Report every line below that contains the string "plumage", copying each line in full. Matching is case-sensitive.
···
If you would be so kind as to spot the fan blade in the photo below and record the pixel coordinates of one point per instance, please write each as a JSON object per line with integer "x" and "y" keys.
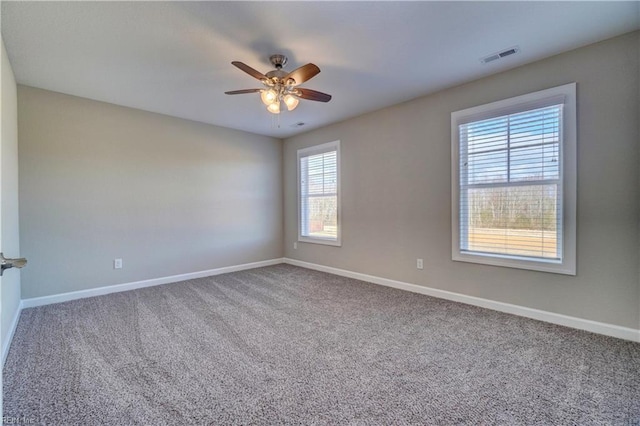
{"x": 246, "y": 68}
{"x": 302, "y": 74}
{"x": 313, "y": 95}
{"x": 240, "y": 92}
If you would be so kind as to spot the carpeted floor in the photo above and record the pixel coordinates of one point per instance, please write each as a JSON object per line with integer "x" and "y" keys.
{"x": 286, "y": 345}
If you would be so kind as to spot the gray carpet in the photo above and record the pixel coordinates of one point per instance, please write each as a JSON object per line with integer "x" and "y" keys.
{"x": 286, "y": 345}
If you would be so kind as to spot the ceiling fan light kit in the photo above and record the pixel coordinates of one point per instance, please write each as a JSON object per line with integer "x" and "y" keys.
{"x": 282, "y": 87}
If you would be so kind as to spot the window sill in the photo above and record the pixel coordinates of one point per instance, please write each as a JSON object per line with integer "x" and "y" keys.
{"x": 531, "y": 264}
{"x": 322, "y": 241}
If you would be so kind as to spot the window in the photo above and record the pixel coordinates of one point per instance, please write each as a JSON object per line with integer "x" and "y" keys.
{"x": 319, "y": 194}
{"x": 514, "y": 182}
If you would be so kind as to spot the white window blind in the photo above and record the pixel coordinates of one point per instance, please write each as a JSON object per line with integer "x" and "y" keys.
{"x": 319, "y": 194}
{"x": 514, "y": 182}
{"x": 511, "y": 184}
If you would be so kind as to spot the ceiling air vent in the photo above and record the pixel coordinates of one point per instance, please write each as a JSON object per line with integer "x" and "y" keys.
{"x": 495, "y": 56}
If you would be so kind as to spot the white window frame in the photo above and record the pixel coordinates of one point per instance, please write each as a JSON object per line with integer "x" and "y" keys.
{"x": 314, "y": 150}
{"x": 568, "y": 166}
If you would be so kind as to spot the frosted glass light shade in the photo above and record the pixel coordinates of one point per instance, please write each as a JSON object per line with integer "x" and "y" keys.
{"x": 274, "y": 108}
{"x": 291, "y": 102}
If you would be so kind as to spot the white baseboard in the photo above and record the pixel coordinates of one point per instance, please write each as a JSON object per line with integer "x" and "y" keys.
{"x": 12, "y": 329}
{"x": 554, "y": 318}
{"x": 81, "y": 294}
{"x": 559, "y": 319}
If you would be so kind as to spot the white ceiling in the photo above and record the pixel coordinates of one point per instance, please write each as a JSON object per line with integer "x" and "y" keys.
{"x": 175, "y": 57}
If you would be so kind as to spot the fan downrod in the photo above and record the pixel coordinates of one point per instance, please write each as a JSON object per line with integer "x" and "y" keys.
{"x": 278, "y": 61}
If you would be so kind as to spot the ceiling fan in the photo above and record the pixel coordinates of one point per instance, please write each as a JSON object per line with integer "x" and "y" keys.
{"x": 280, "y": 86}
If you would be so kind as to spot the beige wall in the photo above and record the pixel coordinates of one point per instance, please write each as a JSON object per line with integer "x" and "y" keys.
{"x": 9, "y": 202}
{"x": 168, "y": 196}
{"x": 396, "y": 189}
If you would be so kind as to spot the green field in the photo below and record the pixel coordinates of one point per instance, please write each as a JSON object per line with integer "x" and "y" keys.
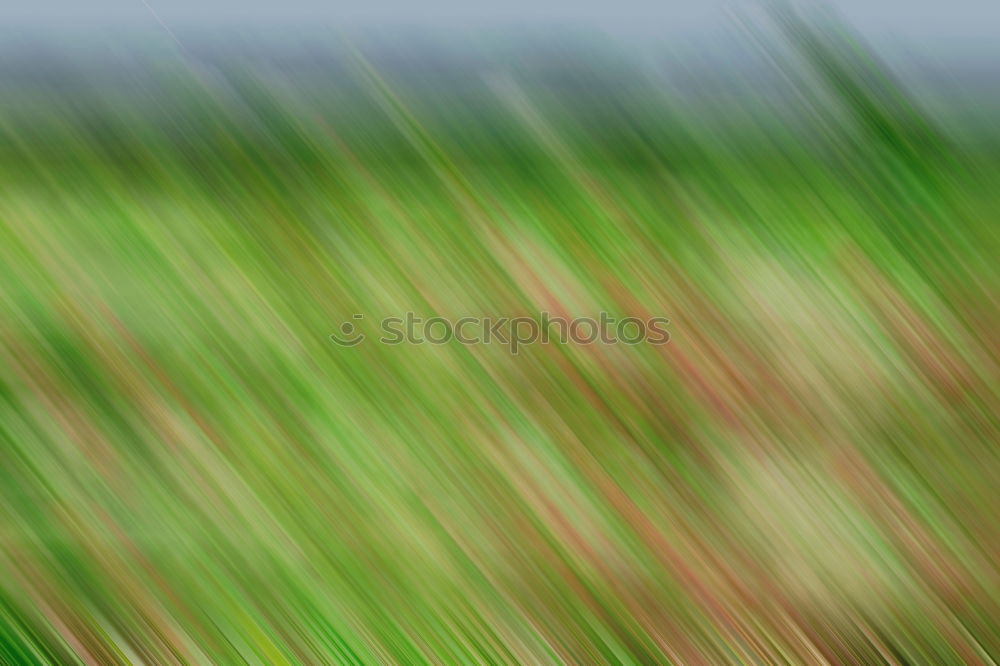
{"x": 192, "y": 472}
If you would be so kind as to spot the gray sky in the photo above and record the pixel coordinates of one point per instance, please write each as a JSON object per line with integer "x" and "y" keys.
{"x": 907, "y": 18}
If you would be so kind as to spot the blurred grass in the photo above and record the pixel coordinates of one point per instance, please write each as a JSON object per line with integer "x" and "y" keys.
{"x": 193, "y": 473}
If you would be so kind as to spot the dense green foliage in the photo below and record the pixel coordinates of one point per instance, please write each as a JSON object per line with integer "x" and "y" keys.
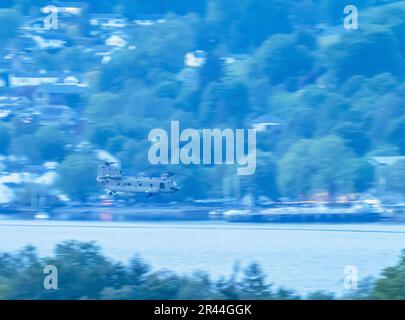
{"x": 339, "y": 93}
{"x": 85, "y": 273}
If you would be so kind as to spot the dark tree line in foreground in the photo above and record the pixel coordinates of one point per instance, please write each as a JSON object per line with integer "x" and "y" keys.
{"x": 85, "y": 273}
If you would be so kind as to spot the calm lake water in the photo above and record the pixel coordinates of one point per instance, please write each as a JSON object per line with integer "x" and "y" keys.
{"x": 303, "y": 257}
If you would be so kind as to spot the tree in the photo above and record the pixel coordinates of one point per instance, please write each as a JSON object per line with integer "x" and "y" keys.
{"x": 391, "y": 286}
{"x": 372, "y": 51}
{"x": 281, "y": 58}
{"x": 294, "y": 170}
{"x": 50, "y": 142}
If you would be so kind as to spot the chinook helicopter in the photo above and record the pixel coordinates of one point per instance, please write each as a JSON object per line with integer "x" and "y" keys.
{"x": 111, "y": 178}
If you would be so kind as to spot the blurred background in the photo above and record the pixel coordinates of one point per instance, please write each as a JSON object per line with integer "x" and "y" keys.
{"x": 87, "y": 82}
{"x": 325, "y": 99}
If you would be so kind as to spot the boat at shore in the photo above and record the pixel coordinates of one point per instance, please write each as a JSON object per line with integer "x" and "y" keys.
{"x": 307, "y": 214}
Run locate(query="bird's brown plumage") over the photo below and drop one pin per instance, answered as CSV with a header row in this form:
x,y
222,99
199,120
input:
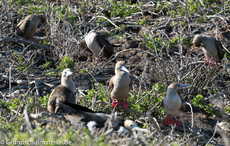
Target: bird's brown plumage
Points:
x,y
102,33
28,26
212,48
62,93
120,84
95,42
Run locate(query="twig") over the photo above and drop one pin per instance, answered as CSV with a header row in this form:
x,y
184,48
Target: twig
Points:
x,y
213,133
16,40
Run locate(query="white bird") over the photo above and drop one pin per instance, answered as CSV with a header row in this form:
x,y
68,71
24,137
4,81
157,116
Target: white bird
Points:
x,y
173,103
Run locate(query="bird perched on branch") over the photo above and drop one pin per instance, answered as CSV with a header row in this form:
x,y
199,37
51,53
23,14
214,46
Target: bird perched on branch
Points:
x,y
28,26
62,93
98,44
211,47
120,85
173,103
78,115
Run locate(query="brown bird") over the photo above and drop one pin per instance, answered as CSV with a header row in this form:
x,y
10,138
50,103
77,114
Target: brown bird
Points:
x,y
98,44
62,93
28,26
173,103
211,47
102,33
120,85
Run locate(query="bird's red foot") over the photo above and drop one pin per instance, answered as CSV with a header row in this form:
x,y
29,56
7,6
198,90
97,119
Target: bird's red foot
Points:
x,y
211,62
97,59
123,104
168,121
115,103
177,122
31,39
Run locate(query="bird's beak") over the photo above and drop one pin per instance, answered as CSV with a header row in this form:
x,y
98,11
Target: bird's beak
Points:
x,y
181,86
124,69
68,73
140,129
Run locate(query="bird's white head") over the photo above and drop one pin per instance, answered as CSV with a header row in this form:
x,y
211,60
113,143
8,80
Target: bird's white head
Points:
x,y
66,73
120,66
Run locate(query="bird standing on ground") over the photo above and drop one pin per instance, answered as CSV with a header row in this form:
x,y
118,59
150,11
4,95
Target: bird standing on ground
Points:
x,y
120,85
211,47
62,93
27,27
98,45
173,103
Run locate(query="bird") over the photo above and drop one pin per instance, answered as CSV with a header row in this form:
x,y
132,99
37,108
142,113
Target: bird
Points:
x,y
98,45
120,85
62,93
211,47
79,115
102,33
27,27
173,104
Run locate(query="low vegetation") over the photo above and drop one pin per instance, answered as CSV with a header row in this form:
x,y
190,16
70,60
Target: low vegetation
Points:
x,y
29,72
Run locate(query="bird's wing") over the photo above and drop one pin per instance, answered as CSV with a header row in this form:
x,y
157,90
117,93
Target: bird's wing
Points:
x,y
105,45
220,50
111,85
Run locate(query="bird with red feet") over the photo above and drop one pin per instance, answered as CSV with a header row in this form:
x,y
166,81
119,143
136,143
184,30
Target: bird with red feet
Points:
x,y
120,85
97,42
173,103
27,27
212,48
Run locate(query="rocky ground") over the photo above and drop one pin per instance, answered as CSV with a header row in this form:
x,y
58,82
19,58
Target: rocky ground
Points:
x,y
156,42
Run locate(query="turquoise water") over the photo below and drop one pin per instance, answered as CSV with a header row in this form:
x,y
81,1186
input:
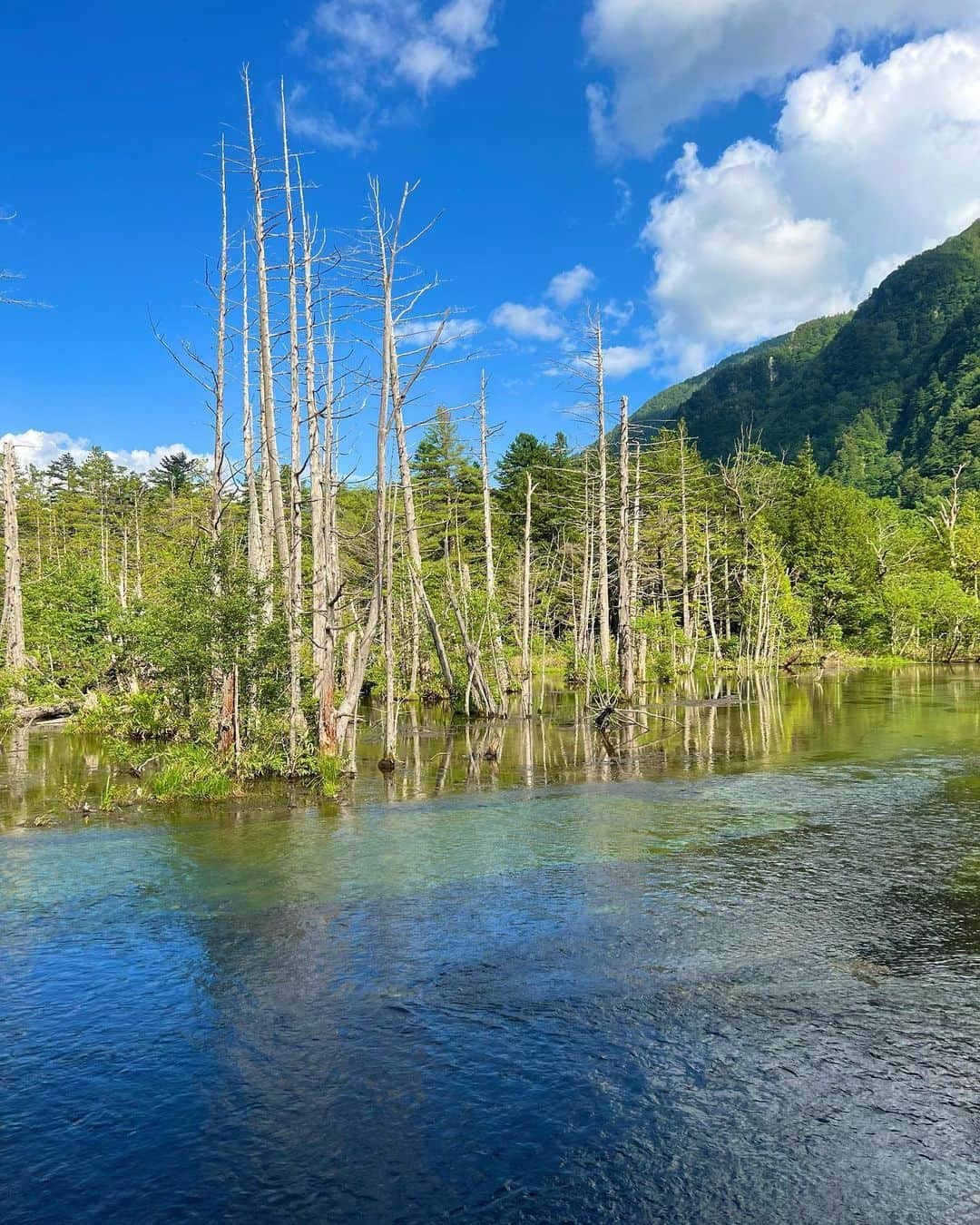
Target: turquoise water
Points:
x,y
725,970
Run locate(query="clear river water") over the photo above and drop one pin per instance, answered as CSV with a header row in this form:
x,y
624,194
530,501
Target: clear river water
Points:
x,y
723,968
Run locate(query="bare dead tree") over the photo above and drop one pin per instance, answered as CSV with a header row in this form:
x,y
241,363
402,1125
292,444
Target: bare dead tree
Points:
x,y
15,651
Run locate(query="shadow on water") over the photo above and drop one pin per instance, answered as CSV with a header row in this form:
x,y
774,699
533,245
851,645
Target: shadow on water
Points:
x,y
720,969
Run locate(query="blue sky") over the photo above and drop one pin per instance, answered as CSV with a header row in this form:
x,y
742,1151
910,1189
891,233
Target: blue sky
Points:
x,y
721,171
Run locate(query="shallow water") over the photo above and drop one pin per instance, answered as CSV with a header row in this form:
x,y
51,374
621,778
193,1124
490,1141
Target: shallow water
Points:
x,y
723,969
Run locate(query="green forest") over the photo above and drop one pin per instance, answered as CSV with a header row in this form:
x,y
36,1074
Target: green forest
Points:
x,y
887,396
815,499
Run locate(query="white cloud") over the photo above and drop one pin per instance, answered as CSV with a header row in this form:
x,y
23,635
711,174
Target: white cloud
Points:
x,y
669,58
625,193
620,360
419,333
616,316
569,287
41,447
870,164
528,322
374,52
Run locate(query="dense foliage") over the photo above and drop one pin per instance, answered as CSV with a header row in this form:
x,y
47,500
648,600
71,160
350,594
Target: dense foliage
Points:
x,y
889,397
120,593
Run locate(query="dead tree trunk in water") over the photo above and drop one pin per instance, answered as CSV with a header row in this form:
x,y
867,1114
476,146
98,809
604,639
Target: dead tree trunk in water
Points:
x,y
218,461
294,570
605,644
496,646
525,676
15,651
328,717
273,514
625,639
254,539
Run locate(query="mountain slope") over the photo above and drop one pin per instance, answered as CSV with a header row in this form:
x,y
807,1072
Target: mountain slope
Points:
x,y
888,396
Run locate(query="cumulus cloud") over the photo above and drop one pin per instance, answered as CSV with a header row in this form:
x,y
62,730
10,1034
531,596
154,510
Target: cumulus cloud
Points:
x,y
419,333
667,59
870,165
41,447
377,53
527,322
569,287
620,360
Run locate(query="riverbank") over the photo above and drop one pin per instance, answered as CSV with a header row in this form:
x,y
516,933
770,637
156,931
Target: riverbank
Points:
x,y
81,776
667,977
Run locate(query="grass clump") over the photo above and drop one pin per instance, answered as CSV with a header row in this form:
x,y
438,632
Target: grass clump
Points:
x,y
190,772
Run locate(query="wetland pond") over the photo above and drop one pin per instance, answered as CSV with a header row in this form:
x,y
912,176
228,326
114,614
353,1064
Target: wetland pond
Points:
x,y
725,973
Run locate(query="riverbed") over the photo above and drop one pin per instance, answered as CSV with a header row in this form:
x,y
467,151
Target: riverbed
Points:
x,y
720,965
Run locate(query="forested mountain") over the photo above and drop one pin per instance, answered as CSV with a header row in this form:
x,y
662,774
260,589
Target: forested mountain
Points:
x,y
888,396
···
▶ Output for this exercise:
Run locate(query="bird's brown plumage") over the photo below and drop one pin per instance, answered as CSV with a header row in this form:
Target: bird's brown plumage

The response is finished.